PROVIDED PASSAGE:
-- Opening Marker --
There are many different reasons for borrowing money, as well as a number of different categories of loan products to choose from in the case of personal loans. These may range from traditional payday loans to the likes of longer term products such as instalment type loans. A common denominator however between all of these loans is that they fall into the category of personal loans and they can be provided to the customer by a direct lender or via a broker. This refers to loans, also known as ‘unsecured loans,’ which differ in nature and often size to the likes of loans such as bridging or logbook loans.

How Does a Personal Loan Work?

Personal loans do not need to be secured by any collateral. This means that whatever amount you borrow, the responsibility will be upon you, the borrower and not on a guarantor or personal assets you have, should you default on repayments or struggle to make your required payments on time. With a personal loan, it will usually work by a borrower being able to borrow a specific amount of money for a predetermined and agreed amount of time. Since interest rates are not likely to change in these cases, you can pay back the loan in equal instalments. This is why personal loans may sometimes be called ‘instalment loans.’

Typical Uses for Personal Loans

Personal loans can be used to help you in a number of different situations in the short term. It is important to note that these loans, all of which are designed for the short and sometime medium term, are not designed for long term use and are by no means a solution to longer term or underlying financial or debt issues. Typical uses of these loans however, often include the following:

To cover emergencies – Sometimes unexpected bills arise; perhaps as a result of a medical emergency or car troubles for example and as a result, you need to find money to cover these costs quickly and efficiently. A personal loan can be very helpful with covering these expenses, enabling you to receive the money promptly; having the option to repay the loan over an extended period of time.
-- Closing Marker --
INFORMATION SHOWN:
-- Opening Marker --
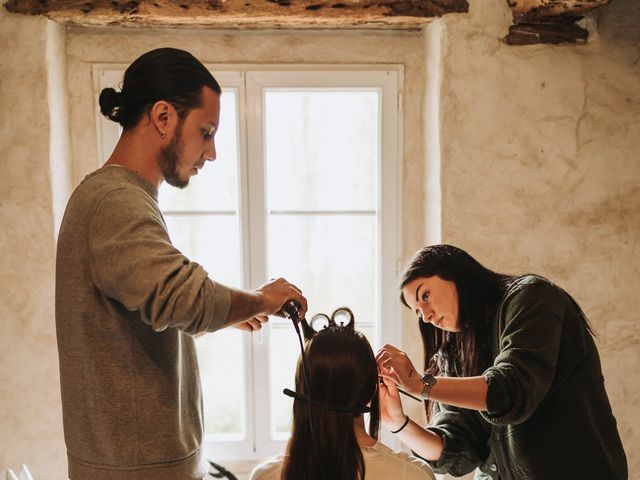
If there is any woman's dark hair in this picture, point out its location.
-- Closing Marker --
QUESTIONS ON THE MATERIAL:
A) Reproduce the part of the personal loans text between "Personal loans can" and "period of time.", inclusive.
B) Translate this sentence from the personal loans text into Spanish: "Personal loans do not need to be secured by any collateral."
C) Write what comes next in the text on personal loans, picking up after its final sentence.

RESPONSES TO THE EXERCISE:
A)
Personal loans can be used to help you in a number of different situations in the short term. It is important to note that these loans, all of which are designed for the short and sometime medium term, are not designed for long term use and are by no means a solution to longer term or underlying financial or debt issues. Typical uses of these loans however, often include the following:

To cover emergencies – Sometimes unexpected bills arise; perhaps as a result of a medical emergency or car troubles for example and as a result, you need to find money to cover these costs quickly and efficiently. A personal loan can be very helpful with covering these expenses, enabling you to receive the money promptly; having the option to repay the loan over an extended period of time.

B) Los préstamos personales no necesitan estar respaldados por ninguna garantía.

C)
Wedding costs – The cost of a wedding can be extremely steep. Often young couples do not have sufficient savings prepared for the day leading to pre-wedding stress and tears. A personal loan may be able to help you cover the cost of the big day, allowing you to pay for the necessities over several months, whilst you settle into a new rhythm.

Home maintenance, repairs and improvements – There are many things that need to be maintained to ensure that a house is in working order, for example pipes in bathrooms, kitchen appliances and electrical circuits all require upkeep, and a personal loan can help to ensure you can keep everything in your house functioning properly. Boiler breakdowns, particularly in the winter require an increased degree of urgency and should you not have the funds immediately available to pay for such repair, a short term personal loan may be ideal to tide you over.

Funeral costs – Funerals can end up placing a huge financial strain on a family. A personal loan can help alleviate some of the stress during an already difficult time by helping to cover the cost of the funeral or cremation, allowing you to pay the loan back later or spread out over a more manageable time period.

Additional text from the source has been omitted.